===== Excerpted text =====

11.2.   System of monitoring

(107)

As noted above, it is considered that the trend in imports of the product concerned has caused serious injury to the Community producers. It is therefore considered that it is in the interests of the Community to establish a system of retrospective surveillance in accordance with Article 11 of Regulation (EC) No 3285/94 and Article 9 of Regulation (EC) No 519/94 in relation to imports of the product concerned which have been put into free circulation in the Community. This will, in particular, allow imports from countries which are outside the application of provisional measures to be closely monitored. In order to ensure coherence, the surveillance should be in place for the same duration as the provisional measures. The surveillance should be administered in accordance with the scheme laid down in Article 308d of Commission Regulation (EEC) No 2454/93 of 2 July 1993 laying down provisions for the implementation of Council Regulation (EEC) No 2913/92 establishing the Common Customs Code (11), as last amended by Regulation (EC) No 2286/2003 (12), and the Member States should notify the information to the Commission on a weekly basis.

11.3.   Duration

(108)

The provisional measures should not last more than 200 days. The measures should enter into force on 15 August 2004 and should remain in force for 176 days unless definitive measures are imposed or the investigation is terminated without measures before that time.

12.   COMMUNITY INTEREST

12.1.   Preliminary remarks

(109)

In addition to unforeseen developments, increased imports, serious injury, causation and critical circumstances, it has been examined whether any compelling reasons exist which could lead to the conclusion that it is not in the Community interest to impose provisional measures. For this purpose, the impact of possible provisional measures on all parties involved in the proceedings and the likely consequences of taking or not taking provisional measures were considered on the basis of the evidence available.

12.2.   Interest of the Community producers

(110)

The Community producers have a combined annual turnover of over EUR 500 million, and, in addition to the direct employment of around 1 450 which they create, are estimated to indirectly support a further 8 000 jobs in the processing and other sectors. They are part of a major growth industry which has seen production double between 1995 and 2001. They are achieving increasing efficiency in the production of a product for which there is a growing market both in the Community and globally. They are viable and competitive in normal market conditions, and show increasing productivity.

(111)

The Community producers’ position is clearly in jeopardy unless the current level of low-priced imports is corrected. The proposed measures will apply to all imports of the product concerned other than those from developing countries whose exports to the European Community are no more than 3 % of imports to the Community. They would therefore apply to around 95 % of such imports. Therefore, it can be anticipated that the measures would be effective and allow the Community producers prices to rise to a fair level.

12.3.   Interest of the dependent industries

(112)

===== Supplied material =====

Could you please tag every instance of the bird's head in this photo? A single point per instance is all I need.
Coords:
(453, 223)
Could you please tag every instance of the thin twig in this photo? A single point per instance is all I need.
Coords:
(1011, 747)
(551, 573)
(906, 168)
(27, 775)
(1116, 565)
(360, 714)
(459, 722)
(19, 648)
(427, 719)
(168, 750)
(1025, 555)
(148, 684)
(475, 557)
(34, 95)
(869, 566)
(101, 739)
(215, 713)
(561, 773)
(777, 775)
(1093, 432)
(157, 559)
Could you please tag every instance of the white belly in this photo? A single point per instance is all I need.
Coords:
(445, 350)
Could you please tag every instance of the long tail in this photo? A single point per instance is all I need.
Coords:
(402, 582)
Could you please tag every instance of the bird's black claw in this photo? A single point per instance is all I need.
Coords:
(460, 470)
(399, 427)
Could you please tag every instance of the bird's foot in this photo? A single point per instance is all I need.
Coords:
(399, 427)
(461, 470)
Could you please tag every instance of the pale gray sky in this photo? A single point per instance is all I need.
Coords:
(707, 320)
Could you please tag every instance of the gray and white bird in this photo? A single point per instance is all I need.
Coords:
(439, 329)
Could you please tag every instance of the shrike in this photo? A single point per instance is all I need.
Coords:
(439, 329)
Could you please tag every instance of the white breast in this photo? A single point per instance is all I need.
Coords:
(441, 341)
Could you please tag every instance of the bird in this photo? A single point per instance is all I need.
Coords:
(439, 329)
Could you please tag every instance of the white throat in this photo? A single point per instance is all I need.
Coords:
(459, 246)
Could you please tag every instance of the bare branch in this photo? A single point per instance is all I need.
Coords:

=====

Set tasks:
**1.** Quote the import measures excerpt word for word, from "In addition to unforeseen" down to "the evidence available.".
**2.** Convert everything in the records from the line containing "Could you please tag every instance of the pale" down to the last line of the records into a JSON list of strings, one string per line, with blank lines omitted.
The import measures excerpt and the records have no connection to each other.

Solution list:
**1.**
In addition to unforeseen developments, increased imports, serious injury, causation and critical circumstances, it has been examined whether any compelling reasons exist which could lead to the conclusion that it is not in the Community interest to impose provisional measures. For this purpose, the impact of possible provisional measures on all parties involved in the proceedings and the likely consequences of taking or not taking provisional measures were considered on the basis of the evidence available.

**2.**
[
  "Could you please tag every instance of the pale gray sky in this photo? A single point per instance is all I need.",
  "Coords:",
  "(707, 320)",
  "Could you please tag every instance of the gray and white bird in this photo? A single point per instance is all I need.",
  "Coords:",
  "(439, 329)",
  "Could you please tag every instance of the shrike in this photo? A single point per instance is all I need.",
  "Coords:",
  "(439, 329)",
  "Could you please tag every instance of the white breast in this photo? A single point per instance is all I need.",
  "Coords:",
  "(441, 341)",
  "Could you please tag every instance of the bird in this photo? A single point per instance is all I need.",
  "Coords:",
  "(439, 329)",
  "Could you please tag every instance of the white throat in this photo? A single point per instance is all I need.",
  "Coords:",
  "(459, 246)",
  "Could you please tag every instance of the bare branch in this photo? A single point per instance is all I need.",
  "Coords:"
]